Provided data ->
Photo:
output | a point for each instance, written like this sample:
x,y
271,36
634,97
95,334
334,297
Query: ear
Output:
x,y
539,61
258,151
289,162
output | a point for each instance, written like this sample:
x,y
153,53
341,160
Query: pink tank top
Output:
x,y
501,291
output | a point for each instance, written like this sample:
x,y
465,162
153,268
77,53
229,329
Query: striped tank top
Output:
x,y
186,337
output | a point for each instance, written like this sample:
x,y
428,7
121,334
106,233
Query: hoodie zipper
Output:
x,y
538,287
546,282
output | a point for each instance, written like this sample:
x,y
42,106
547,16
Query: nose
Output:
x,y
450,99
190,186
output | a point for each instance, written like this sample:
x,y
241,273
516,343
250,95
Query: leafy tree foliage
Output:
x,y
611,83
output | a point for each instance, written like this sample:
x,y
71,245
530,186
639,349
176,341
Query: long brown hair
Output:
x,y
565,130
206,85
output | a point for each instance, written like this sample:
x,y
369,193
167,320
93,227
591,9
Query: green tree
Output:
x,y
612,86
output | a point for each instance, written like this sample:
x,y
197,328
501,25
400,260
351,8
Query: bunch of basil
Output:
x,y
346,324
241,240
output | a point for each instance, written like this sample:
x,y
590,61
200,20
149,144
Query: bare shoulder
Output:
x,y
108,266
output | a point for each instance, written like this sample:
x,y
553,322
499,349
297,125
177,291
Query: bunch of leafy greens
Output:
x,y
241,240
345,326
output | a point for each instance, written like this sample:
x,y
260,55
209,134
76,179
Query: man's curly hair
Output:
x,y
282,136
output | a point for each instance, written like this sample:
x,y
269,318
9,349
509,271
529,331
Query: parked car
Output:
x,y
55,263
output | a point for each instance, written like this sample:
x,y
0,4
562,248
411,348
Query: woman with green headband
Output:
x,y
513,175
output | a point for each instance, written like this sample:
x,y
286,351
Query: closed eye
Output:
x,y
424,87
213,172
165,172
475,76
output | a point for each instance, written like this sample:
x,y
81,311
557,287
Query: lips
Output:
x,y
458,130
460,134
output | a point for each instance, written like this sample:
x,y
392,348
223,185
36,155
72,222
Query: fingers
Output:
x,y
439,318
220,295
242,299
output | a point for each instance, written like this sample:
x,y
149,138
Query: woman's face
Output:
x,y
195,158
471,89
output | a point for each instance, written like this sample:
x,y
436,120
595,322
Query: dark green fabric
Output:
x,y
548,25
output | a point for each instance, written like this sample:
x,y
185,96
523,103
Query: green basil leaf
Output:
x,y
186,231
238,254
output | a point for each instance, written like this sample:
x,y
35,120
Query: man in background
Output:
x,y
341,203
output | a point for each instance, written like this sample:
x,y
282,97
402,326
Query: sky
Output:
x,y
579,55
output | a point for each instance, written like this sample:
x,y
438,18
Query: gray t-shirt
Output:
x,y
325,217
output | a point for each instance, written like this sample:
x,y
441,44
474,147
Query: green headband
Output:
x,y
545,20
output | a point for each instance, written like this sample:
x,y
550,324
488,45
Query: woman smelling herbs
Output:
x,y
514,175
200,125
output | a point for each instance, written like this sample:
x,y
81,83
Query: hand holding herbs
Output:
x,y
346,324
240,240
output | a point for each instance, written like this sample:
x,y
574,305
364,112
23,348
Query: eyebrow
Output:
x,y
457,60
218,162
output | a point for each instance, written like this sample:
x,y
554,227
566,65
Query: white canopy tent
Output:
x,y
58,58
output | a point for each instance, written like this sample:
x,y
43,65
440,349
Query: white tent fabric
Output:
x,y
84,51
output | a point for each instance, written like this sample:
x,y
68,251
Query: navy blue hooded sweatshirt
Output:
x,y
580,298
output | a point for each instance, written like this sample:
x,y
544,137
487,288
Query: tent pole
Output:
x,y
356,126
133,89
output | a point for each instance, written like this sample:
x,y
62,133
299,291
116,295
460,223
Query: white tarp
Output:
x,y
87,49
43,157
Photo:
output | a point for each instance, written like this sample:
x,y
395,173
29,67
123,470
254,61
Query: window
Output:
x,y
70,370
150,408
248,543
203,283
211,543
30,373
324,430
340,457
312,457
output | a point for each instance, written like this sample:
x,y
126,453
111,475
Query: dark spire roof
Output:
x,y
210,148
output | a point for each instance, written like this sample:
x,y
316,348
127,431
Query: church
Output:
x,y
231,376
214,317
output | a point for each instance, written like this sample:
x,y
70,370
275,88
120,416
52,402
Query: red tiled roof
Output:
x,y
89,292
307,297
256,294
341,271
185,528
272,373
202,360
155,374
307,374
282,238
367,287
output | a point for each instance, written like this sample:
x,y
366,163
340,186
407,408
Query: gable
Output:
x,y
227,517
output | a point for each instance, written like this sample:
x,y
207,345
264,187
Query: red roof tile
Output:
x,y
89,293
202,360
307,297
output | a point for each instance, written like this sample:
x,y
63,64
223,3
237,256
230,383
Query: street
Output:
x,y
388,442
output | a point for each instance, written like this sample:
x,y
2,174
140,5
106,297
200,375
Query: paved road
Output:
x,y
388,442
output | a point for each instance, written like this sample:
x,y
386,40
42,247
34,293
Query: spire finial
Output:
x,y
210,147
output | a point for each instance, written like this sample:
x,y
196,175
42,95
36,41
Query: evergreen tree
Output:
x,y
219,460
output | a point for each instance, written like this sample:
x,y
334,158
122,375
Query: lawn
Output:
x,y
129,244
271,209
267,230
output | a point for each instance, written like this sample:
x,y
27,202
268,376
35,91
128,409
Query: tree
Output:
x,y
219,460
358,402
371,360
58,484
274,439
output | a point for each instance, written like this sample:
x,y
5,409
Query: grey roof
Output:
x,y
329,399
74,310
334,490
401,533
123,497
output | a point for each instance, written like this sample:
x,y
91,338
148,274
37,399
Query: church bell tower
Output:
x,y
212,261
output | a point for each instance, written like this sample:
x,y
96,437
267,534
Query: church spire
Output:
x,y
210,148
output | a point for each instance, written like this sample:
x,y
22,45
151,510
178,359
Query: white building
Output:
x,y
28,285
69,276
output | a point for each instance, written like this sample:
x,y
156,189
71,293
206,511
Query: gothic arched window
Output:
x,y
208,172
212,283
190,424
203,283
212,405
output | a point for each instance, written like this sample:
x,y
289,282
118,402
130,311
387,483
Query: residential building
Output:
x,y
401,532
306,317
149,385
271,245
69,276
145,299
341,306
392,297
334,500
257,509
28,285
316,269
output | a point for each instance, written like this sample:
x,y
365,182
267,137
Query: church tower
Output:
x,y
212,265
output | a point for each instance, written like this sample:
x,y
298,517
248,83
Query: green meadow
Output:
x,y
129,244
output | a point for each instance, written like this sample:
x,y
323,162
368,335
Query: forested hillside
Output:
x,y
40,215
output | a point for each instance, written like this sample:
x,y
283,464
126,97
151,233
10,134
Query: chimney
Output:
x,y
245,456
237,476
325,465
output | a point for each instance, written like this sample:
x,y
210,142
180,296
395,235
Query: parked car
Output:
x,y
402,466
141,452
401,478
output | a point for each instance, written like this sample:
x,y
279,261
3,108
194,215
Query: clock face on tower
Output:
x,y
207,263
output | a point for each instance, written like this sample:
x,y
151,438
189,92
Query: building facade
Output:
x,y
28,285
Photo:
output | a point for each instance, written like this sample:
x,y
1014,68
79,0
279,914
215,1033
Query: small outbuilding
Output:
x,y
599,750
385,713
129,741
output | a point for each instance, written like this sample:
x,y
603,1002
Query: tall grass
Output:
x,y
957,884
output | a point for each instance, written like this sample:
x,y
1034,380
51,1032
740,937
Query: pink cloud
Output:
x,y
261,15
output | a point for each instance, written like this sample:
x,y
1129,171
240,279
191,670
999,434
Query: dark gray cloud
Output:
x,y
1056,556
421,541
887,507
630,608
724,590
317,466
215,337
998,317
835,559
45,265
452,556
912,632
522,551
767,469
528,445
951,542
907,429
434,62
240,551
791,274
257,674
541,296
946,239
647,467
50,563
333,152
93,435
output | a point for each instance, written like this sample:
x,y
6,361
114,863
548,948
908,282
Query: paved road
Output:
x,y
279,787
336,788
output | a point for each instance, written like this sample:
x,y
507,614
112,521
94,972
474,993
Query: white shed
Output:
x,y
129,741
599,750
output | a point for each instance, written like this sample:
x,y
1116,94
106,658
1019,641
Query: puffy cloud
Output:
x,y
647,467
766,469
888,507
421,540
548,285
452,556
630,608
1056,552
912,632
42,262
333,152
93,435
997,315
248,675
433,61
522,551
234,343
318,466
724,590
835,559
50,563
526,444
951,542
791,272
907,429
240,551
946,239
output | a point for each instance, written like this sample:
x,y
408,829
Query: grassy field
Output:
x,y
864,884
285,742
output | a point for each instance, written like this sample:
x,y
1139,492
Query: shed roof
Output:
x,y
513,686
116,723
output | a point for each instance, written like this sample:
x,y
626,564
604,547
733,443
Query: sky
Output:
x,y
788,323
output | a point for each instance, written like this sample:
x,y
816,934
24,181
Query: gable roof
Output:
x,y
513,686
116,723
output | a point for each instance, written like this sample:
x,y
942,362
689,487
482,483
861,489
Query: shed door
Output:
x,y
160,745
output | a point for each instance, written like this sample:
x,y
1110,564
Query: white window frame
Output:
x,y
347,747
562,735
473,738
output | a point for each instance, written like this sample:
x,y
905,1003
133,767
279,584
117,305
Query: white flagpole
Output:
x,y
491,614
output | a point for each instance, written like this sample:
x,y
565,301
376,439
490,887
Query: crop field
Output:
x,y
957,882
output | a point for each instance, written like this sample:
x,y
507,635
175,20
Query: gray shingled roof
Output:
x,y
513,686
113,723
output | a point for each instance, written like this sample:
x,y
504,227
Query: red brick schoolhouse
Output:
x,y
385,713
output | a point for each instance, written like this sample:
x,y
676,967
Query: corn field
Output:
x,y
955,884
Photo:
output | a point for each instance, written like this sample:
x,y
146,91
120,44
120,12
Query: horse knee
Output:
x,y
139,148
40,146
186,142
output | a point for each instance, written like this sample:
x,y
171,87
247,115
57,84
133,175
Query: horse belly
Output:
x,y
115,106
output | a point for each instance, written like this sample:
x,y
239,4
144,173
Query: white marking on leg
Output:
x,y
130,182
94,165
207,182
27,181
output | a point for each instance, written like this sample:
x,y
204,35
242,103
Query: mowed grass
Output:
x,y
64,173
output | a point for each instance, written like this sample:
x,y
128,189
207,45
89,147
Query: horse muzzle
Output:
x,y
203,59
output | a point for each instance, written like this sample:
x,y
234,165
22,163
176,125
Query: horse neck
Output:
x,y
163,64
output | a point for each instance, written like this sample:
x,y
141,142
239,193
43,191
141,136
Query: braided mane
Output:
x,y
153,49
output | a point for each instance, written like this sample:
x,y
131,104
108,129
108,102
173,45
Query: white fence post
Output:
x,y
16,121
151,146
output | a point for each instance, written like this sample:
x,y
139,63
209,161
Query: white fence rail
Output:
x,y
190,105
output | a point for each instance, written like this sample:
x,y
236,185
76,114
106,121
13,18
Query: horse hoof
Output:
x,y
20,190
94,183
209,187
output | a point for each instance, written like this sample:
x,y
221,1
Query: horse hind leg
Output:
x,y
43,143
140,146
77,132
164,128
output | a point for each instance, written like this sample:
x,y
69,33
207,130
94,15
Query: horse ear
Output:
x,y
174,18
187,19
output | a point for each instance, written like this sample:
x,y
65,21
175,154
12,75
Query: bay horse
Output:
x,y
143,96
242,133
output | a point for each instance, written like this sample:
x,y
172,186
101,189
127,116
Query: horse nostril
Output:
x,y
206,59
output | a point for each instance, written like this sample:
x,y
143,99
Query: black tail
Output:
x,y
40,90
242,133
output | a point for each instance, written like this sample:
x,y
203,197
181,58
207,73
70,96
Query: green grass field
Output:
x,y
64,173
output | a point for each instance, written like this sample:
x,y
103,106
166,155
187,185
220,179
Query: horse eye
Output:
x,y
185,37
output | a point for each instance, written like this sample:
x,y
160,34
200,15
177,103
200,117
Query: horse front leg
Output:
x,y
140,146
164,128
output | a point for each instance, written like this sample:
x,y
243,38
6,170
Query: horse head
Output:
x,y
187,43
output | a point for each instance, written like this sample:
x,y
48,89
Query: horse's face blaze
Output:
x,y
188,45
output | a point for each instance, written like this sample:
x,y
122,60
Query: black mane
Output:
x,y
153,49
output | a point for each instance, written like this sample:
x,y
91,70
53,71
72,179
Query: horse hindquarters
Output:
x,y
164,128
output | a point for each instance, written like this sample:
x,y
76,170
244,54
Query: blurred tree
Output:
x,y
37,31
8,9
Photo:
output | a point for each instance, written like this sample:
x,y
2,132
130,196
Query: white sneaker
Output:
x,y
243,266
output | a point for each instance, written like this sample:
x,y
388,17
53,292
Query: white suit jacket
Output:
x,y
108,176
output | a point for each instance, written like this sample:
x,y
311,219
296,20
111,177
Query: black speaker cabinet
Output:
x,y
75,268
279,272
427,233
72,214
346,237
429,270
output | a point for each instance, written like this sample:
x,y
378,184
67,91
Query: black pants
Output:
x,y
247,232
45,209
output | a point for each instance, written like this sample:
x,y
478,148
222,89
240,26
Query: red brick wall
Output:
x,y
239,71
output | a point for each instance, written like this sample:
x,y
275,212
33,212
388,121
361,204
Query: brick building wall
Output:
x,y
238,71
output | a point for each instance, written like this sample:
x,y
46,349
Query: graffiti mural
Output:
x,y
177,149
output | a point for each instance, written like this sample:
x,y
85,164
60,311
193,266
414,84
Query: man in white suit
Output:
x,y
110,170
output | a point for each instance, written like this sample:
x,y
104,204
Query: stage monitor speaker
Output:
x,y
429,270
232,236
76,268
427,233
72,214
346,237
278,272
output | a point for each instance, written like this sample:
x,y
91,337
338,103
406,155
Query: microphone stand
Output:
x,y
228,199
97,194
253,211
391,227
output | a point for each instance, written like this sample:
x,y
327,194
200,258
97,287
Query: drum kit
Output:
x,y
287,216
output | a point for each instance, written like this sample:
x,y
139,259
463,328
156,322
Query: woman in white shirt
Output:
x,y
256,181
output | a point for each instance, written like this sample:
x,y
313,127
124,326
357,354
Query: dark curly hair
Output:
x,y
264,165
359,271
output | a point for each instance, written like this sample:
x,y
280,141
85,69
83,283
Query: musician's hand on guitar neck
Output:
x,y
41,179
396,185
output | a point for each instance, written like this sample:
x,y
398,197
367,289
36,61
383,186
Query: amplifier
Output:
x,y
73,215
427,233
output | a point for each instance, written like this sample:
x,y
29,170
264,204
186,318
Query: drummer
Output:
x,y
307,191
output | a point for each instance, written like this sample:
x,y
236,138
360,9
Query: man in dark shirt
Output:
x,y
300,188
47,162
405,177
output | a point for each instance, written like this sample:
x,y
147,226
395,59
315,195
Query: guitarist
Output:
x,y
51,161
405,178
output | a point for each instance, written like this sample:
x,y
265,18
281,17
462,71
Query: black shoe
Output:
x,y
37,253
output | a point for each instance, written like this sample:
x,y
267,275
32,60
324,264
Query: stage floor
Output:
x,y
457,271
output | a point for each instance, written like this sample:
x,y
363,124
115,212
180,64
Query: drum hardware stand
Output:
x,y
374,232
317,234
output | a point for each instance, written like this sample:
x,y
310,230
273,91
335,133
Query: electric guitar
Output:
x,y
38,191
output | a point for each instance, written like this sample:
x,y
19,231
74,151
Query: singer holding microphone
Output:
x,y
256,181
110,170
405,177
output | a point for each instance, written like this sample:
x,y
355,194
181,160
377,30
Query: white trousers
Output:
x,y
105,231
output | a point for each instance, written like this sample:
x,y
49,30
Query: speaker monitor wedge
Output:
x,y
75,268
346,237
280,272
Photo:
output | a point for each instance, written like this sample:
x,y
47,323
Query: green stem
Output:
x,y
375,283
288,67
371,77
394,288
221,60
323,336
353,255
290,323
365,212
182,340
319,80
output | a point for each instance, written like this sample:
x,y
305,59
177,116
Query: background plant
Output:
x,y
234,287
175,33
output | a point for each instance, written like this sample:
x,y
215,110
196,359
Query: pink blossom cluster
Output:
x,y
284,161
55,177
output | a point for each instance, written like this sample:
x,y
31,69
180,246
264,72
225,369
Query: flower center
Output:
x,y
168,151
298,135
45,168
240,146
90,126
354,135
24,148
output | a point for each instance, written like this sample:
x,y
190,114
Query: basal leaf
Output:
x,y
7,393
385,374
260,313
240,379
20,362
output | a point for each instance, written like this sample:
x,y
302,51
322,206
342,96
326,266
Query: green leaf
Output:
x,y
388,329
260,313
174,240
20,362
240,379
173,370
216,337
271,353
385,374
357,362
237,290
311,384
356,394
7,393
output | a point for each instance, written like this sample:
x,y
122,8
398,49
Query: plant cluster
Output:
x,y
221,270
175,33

Problem to solve ->
Which lines of the records above contain the string “curly”? Find each one and copy it in full.

Completed task ->
Query: man's curly hair
Query: dark curly hair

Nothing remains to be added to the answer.